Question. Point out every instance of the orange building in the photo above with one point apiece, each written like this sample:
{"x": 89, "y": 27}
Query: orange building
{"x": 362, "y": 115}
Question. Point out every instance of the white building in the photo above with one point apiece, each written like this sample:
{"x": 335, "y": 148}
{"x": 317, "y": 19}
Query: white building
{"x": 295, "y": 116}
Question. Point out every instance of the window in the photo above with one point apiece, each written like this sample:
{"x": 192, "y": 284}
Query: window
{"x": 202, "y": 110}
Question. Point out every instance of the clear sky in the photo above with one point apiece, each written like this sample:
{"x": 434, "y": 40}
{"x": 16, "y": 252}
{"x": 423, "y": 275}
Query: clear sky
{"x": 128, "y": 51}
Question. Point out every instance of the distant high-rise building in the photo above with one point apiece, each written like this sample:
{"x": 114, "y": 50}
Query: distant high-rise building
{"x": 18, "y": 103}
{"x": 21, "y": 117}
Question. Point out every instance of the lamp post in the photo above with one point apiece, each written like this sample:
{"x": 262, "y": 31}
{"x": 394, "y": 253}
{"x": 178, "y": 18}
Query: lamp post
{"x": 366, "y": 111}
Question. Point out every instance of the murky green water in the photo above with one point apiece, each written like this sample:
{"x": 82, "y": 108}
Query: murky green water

# # # #

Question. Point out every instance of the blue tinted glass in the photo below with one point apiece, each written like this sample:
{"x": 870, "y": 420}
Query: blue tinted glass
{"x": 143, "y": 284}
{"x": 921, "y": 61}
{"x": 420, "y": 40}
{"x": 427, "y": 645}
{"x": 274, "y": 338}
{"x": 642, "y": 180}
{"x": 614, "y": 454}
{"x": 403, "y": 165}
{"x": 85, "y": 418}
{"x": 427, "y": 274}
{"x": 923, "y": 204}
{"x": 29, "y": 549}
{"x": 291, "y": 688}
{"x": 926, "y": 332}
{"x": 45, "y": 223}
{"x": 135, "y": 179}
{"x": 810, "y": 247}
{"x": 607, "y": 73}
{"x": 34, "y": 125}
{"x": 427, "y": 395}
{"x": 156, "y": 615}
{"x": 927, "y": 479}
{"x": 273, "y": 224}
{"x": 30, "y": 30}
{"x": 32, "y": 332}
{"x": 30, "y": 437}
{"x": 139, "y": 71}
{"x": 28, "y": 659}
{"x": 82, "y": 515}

# # # #

#### Exercise task
Could you give back everything from "Question. Point out every instance of the distant" down to "Query: murky green water" with "lamp post" replaced by "street light", leaving all else unchanged and including no other entries?

#### Final result
Question. Point out every instance of the distant high-rise building in the photo above with one point apiece, each written like this sample:
{"x": 114, "y": 50}
Query: distant high-rise building
{"x": 18, "y": 103}
{"x": 21, "y": 117}
Question. Point out every instance of the street light in the photo above with one point apiece, each written like this sample:
{"x": 262, "y": 31}
{"x": 394, "y": 253}
{"x": 178, "y": 18}
Query: street light
{"x": 366, "y": 111}
Question. Point out every instance of the murky green water in the photo above with one point apiece, each written like this sample:
{"x": 82, "y": 108}
Query: murky green water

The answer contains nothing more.